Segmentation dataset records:
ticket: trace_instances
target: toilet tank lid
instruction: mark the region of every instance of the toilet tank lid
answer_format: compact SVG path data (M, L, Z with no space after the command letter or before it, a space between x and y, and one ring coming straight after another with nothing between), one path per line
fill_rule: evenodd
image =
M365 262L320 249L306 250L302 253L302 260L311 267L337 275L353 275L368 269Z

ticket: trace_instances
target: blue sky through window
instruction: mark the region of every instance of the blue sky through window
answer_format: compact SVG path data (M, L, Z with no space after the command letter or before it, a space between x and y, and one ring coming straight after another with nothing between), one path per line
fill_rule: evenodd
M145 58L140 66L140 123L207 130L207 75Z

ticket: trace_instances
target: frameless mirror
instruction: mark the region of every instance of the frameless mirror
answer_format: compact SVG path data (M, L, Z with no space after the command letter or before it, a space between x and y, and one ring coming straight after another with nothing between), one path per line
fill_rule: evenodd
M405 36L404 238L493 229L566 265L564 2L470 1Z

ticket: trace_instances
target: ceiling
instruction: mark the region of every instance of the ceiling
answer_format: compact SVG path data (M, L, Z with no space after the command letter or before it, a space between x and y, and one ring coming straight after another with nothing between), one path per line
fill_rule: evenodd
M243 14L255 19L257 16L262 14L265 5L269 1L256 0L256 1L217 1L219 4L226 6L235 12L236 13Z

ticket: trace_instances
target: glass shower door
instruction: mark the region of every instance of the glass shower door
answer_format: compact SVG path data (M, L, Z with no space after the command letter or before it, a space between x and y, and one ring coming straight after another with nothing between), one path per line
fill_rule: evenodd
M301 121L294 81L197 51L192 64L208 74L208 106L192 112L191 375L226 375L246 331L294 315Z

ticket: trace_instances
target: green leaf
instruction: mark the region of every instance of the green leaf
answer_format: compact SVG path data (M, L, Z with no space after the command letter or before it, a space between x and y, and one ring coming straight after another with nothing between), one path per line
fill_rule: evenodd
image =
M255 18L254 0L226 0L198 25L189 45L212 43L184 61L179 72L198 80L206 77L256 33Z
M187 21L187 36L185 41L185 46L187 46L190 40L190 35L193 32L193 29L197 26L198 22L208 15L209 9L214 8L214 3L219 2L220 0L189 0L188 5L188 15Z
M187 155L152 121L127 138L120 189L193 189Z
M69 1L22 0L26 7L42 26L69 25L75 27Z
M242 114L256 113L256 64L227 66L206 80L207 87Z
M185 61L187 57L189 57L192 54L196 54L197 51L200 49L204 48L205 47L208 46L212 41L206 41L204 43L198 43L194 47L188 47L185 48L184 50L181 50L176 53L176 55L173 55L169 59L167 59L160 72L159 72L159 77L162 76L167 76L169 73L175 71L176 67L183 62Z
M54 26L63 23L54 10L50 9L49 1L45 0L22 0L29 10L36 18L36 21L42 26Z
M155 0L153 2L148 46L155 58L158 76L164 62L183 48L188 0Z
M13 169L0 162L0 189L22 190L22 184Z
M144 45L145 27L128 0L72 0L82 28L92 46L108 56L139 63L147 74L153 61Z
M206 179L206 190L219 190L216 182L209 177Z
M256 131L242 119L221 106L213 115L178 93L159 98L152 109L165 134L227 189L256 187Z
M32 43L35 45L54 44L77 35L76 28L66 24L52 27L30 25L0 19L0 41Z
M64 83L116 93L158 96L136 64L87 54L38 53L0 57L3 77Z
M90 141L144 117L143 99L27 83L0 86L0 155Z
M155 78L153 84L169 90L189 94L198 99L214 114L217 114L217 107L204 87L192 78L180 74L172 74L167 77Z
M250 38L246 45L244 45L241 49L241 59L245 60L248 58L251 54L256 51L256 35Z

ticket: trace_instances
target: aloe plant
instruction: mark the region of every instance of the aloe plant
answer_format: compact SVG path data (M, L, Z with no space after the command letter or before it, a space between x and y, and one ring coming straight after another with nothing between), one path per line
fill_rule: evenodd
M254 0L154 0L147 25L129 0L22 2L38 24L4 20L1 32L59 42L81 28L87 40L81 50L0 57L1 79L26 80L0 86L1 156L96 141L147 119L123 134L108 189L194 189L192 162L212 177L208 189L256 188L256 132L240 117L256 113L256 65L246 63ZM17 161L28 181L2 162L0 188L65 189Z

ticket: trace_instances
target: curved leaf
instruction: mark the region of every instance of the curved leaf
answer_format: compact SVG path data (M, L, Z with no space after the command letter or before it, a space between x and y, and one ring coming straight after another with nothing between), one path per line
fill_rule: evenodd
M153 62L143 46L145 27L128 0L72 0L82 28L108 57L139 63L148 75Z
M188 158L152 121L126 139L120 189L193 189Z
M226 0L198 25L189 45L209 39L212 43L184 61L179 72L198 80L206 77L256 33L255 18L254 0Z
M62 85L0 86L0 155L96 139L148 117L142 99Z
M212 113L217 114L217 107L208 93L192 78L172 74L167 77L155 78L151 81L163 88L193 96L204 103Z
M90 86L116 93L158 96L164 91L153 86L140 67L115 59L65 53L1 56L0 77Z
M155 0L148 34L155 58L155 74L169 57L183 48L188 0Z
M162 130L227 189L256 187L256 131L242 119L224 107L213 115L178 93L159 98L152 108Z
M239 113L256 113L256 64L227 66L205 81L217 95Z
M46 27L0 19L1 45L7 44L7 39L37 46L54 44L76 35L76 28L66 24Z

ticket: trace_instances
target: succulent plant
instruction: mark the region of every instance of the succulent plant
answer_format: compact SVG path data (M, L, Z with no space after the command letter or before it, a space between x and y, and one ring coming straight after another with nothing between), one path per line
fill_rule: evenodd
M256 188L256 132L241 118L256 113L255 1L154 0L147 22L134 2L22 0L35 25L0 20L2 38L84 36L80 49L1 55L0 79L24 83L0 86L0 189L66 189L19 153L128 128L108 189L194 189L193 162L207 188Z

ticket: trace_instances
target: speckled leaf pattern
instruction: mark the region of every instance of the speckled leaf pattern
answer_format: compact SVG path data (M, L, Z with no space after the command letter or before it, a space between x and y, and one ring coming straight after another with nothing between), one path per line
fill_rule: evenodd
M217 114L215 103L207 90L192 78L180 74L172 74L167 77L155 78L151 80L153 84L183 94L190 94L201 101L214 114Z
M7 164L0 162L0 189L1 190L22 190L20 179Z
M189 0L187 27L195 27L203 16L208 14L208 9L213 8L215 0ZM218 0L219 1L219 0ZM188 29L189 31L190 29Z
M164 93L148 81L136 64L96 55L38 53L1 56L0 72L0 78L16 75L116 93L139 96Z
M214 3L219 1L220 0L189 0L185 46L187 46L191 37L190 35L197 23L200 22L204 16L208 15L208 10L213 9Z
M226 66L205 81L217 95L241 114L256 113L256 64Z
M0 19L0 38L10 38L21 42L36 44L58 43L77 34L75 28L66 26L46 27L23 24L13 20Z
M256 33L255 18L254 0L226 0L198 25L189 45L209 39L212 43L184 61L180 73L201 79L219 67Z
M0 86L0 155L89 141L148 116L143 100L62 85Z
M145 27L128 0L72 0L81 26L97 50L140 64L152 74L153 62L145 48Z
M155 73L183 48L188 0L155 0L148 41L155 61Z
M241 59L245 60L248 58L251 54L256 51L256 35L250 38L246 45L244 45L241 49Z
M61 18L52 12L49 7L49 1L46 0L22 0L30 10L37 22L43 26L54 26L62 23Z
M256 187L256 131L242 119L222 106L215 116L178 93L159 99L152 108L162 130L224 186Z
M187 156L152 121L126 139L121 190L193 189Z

**Set problem**
Please rewrite the data above, swapping "every instance" for "each instance" throughout all of it and leaving everything else untouched.

**Right answer**
ticket: trace_instances
target: toilet tank lid
instruction: mark the region of each instance of the toilet tank lid
answer_format: compact SVG path data (M, L, Z with no space after the command letter or before it, a space between x and y, and one ring coming straight after another with nothing between), one path per line
fill_rule: evenodd
image =
M365 262L320 249L306 250L302 253L302 260L311 267L337 275L353 275L368 269Z

ticket: trace_instances
target: blue sky through window
instruction: mark the region of each instance of the blue sky through window
answer_format: compact SVG path data (M, L, Z with no space after the command letter or before it, a space between x and y, and one ring coming straight after another with nothing between), one path per line
fill_rule: evenodd
M145 58L140 66L140 123L207 130L207 75Z

ticket: trace_instances
target: frameless mirror
instruction: mark the region of each instance of the frameless mirror
answer_format: compact SVG path data (M, L, Z with no space after the command letter or before it, a space between x and y, and one ring coming straight after another with nothing between), one path per line
fill_rule: evenodd
M405 36L404 238L493 229L566 265L564 2L470 1Z

ticket: trace_instances
target: ceiling
instruction: mark the region of each instance of the ceiling
answer_format: compact SVG path data (M, L, Z with no space after the command letter or before it, a space between x and y, and one ring coming straight after another with nothing between), one path per line
fill_rule: evenodd
M243 14L255 19L257 16L262 14L265 5L269 1L256 0L256 1L217 1L219 4L226 6L235 12L236 13Z

ticket: trace_instances
target: glass shower door
instruction: mark the region of each instance of the glass shower door
answer_format: compact SVG path data (M, L, Z with no space after the command letter or before it, a space between x and y, and one ring coming straight after another with nothing between), one path per line
fill_rule: evenodd
M301 121L294 81L197 51L192 64L208 74L208 106L192 112L191 375L226 375L246 331L294 315Z

ticket: trace_instances
target: green leaf
instruction: mark the region of each instance of the green leaf
answer_format: compact SVG path data (M, L, Z with no space after the command letter or before it, a space between x and y, and one ring coming straight after another with nothing between), one path per line
fill_rule: evenodd
image =
M255 18L254 0L226 0L198 25L189 45L212 43L184 61L179 72L198 80L206 77L256 33Z
M187 21L187 36L185 41L185 46L187 46L190 40L190 35L193 32L193 29L197 26L198 22L208 15L209 9L214 8L214 3L219 2L220 0L189 0L188 5L188 15Z
M187 155L152 121L127 138L120 189L193 189Z
M69 1L22 0L26 7L42 26L69 25L75 27Z
M242 114L256 113L256 64L227 66L206 80L207 87Z
M185 61L187 57L189 57L192 54L196 54L197 51L200 49L204 48L205 47L208 46L212 41L206 41L204 43L198 43L194 47L188 47L185 48L184 50L181 50L176 53L176 55L173 55L169 59L167 59L160 72L159 72L159 77L162 76L167 76L169 73L175 71L176 67L183 62Z
M54 26L63 23L54 10L50 9L49 1L45 0L22 0L29 10L36 18L36 21L42 26Z
M155 0L153 2L148 46L155 58L158 76L164 62L183 48L188 0Z
M13 169L0 162L0 189L22 190L22 184Z
M144 45L145 27L128 0L72 0L82 28L92 46L108 56L139 63L147 74L153 61Z
M206 179L206 190L219 190L216 182L209 177Z
M256 131L242 119L221 106L213 115L178 93L159 98L152 109L165 134L227 189L256 187Z
M32 43L35 45L54 44L77 35L76 28L66 24L52 27L30 25L0 19L0 41Z
M64 83L116 93L158 96L136 64L87 54L38 53L0 57L3 77Z
M90 141L144 117L143 99L27 83L0 86L0 155Z
M155 78L153 84L169 90L189 94L198 99L214 114L217 114L217 107L204 87L192 78L180 74L172 74L167 77Z
M250 38L246 45L244 45L241 49L241 59L245 60L248 58L251 54L256 51L256 35Z

ticket: trace_instances
target: aloe plant
instruction: mark the region of each instance of the aloe plant
answer_format: compact SVG path data (M, L, Z with no space after the command letter or before it, a space between x and y, and one ring coming straight after another with nothing between), one path per line
fill_rule: evenodd
M254 0L154 0L147 25L129 0L22 2L38 24L4 20L1 32L59 42L81 28L87 40L81 50L0 57L1 79L26 80L0 86L1 156L96 141L147 119L123 134L108 189L194 189L192 162L212 177L208 189L256 188L256 132L240 117L256 113L256 65L246 63ZM17 161L28 181L2 162L0 188L65 189Z

ticket: trace_instances
target: curved leaf
instruction: mark the region of each instance of the curved leaf
answer_format: compact SVG path data (M, L, Z with no space after the command letter or before it, a space between x and y, and one ring coming straight after another with nothing between), one path per line
fill_rule: evenodd
M153 62L143 46L145 27L128 0L72 0L82 28L108 57L139 63L148 75Z
M188 158L152 121L126 139L120 189L193 189Z
M226 0L198 25L189 45L209 39L212 43L184 61L179 72L198 80L206 77L256 33L255 18L254 0Z
M62 85L0 86L0 155L96 139L148 117L142 99Z
M212 113L217 114L217 107L208 93L192 78L172 74L167 77L155 78L151 81L163 88L193 96L204 103Z
M90 86L116 93L158 96L164 91L153 86L140 67L115 59L65 53L1 56L0 77Z
M155 0L148 34L155 58L155 74L169 57L183 48L188 0Z
M162 130L227 189L256 187L256 131L242 119L224 107L213 115L178 93L159 98L152 108Z
M239 113L256 113L256 64L227 66L205 81L217 95Z
M46 27L0 19L1 45L7 44L7 39L37 46L54 44L76 35L76 28L66 24Z

ticket: trace_instances
target: succulent plant
instruction: mark the region of each instance of the succulent plant
answer_format: compact SVG path data (M, L, Z with no space after the command letter or before it, a space between x and y, and one ring coming straight after another with nothing between), one path per line
fill_rule: evenodd
M256 188L256 132L241 118L256 113L255 1L154 0L147 22L134 2L22 0L35 25L0 20L2 38L84 36L80 49L1 55L0 79L24 83L0 86L0 189L66 189L19 153L128 128L108 189L194 189L193 162L207 188Z

ticket: trace_instances
target: speckled leaf pattern
instruction: mark the region of each instance of the speckled leaf pattern
answer_format: compact SVG path data (M, L, Z with no space after the command letter or before it, a space between x and y, and one ring coming straight after another with nothing between), one path per line
fill_rule: evenodd
M217 114L215 103L207 90L192 78L180 74L172 74L167 77L155 78L151 80L153 84L183 94L190 94L201 101L214 114Z
M7 164L0 162L0 189L1 190L22 190L20 179Z
M189 0L187 27L195 27L203 16L208 14L208 9L213 8L215 0ZM218 0L219 1L219 0ZM188 29L189 31L190 29Z
M164 93L148 81L136 64L96 55L38 53L1 56L0 72L0 78L16 75L116 93L139 96Z
M214 3L219 1L220 0L189 0L185 46L187 46L191 37L190 35L197 23L200 22L204 16L208 15L208 10L213 9Z
M226 66L205 81L217 95L241 114L256 113L256 64Z
M0 19L0 38L10 38L21 42L36 44L58 43L77 34L75 28L66 26L46 27L23 24L13 20Z
M256 33L255 18L254 0L226 0L198 25L189 45L209 39L212 43L184 61L180 73L201 79L219 67Z
M0 86L0 155L89 141L148 116L143 100L62 85Z
M145 27L128 0L72 0L81 26L97 50L140 64L152 74L153 62L145 48Z
M155 73L183 48L188 0L155 0L148 41L155 61Z
M241 59L245 60L248 58L251 54L256 51L256 35L250 38L246 45L244 45L241 49Z
M61 18L52 12L49 7L49 1L46 0L22 0L30 10L37 22L43 26L54 26L62 23Z
M256 187L256 131L242 119L222 106L215 116L178 93L159 99L152 108L162 130L224 186Z
M187 156L152 121L126 139L121 190L193 189Z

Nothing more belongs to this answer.